- _Information shown_:
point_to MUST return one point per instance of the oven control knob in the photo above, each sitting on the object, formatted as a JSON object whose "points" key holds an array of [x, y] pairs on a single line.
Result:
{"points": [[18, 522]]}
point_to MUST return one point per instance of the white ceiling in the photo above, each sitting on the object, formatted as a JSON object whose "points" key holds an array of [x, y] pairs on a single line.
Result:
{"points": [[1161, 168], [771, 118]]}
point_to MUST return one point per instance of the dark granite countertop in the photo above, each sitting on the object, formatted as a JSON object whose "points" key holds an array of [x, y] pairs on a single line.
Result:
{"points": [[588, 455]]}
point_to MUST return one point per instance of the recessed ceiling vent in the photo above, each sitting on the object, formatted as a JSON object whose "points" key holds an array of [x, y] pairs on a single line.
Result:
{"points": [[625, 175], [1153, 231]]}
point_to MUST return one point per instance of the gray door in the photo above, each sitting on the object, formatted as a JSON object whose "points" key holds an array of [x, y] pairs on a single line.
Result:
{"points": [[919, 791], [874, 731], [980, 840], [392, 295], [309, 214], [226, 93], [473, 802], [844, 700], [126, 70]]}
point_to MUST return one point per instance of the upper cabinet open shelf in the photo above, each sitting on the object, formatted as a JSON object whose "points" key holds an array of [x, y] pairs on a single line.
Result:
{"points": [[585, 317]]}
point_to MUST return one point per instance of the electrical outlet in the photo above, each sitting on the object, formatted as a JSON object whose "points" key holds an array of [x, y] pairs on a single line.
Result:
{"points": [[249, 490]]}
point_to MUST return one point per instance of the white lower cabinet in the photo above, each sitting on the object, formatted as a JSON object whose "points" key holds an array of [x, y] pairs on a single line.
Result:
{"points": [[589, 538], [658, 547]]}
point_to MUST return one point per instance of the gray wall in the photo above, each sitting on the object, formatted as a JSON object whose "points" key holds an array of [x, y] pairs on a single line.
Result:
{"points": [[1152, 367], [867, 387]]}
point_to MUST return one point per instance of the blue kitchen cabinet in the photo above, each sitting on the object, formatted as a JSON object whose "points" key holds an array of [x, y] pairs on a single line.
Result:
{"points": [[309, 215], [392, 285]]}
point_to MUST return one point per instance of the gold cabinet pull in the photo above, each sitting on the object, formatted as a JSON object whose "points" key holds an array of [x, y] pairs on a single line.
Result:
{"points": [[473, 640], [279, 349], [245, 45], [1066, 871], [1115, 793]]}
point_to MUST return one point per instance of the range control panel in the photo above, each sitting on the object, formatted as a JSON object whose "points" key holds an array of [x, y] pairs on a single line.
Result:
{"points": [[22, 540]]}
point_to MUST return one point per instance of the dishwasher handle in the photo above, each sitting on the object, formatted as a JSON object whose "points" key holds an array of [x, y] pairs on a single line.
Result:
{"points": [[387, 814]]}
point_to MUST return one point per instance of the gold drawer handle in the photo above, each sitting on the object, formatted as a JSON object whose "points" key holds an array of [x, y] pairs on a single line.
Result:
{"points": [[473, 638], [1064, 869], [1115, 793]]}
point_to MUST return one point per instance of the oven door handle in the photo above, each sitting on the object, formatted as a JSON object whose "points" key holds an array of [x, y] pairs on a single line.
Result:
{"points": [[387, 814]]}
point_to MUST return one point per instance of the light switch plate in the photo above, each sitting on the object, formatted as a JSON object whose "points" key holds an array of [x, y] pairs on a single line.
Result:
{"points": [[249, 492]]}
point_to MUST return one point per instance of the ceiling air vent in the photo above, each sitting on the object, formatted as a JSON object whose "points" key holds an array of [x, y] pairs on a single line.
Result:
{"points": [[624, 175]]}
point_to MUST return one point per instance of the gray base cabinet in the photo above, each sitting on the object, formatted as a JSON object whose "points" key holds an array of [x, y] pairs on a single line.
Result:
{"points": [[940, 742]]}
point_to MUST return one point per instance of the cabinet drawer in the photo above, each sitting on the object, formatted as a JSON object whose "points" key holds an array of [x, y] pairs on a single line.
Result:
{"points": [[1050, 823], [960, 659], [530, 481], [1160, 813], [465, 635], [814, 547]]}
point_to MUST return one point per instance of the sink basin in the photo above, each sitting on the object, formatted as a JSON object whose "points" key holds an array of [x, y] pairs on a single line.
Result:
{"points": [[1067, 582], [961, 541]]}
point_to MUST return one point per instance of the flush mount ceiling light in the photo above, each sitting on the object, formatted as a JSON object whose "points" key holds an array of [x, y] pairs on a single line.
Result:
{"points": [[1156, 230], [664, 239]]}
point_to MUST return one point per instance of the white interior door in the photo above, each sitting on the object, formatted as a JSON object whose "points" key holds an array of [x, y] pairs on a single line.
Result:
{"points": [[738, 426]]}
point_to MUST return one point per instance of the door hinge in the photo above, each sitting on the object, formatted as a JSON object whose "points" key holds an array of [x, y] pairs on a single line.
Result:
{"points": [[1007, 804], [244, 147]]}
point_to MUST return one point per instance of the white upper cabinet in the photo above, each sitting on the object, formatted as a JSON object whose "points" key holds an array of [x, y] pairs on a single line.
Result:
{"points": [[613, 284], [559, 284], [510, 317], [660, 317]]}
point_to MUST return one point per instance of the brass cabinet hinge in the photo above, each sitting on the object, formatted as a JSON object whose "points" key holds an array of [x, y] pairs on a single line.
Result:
--
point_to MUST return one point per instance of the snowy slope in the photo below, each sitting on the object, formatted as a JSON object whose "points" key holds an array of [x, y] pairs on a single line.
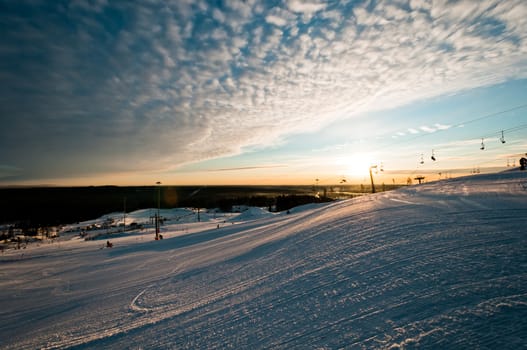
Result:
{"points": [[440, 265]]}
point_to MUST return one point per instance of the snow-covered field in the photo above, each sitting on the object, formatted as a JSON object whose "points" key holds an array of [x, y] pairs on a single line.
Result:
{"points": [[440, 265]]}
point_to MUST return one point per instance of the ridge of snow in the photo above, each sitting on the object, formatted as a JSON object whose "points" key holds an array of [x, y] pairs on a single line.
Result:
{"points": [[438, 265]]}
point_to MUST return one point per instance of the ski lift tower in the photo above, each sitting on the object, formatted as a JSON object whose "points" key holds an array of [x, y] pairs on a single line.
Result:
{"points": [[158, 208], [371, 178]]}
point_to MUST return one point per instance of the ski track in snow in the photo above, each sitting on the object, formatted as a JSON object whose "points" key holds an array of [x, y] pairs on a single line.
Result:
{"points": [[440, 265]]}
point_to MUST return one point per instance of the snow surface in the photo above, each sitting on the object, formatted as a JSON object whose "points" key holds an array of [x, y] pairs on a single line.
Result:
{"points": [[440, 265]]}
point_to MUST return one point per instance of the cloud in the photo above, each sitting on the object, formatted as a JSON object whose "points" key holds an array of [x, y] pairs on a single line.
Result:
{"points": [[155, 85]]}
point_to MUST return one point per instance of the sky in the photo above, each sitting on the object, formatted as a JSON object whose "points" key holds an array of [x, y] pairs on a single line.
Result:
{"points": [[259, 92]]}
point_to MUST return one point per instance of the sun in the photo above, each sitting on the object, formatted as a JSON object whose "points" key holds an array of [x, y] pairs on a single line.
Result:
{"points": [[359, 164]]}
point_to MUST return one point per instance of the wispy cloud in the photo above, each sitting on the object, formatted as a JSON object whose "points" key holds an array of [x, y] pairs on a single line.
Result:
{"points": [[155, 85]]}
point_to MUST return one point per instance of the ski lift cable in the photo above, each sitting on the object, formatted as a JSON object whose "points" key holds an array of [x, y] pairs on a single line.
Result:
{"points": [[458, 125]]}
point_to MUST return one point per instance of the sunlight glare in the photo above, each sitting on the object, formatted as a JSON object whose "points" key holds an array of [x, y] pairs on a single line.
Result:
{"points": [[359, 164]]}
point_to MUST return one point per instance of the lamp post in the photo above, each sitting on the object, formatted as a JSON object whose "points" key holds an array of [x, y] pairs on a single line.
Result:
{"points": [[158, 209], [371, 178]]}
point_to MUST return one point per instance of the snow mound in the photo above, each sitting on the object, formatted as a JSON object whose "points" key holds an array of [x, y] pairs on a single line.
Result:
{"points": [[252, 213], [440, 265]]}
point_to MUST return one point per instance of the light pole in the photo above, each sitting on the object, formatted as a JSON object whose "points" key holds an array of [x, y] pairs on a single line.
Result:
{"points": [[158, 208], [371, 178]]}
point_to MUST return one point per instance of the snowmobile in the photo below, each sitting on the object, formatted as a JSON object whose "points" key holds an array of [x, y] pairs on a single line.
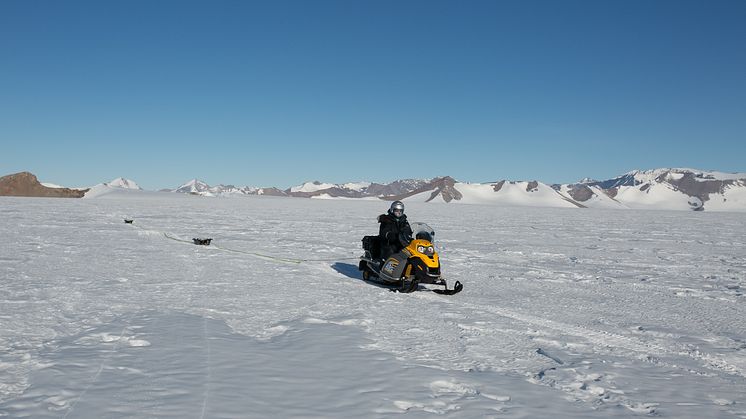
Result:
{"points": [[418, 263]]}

- _Stated goal_: Extract every line above that contains the word "vent", matching case exactly.

- _Result_:
point_to MUST return one point per instance of the recessed ceiling vent in the photo above, each sitting on the object, formatted as a JSON object whose "points" key holds an array of [x, y] pairs on a single line.
point_to MUST return one point per instance of the ceiling air vent in the photo above, each sitting on the object, formatted as a JSON object whose "points" key holds an array of [x, y] pairs on a single line.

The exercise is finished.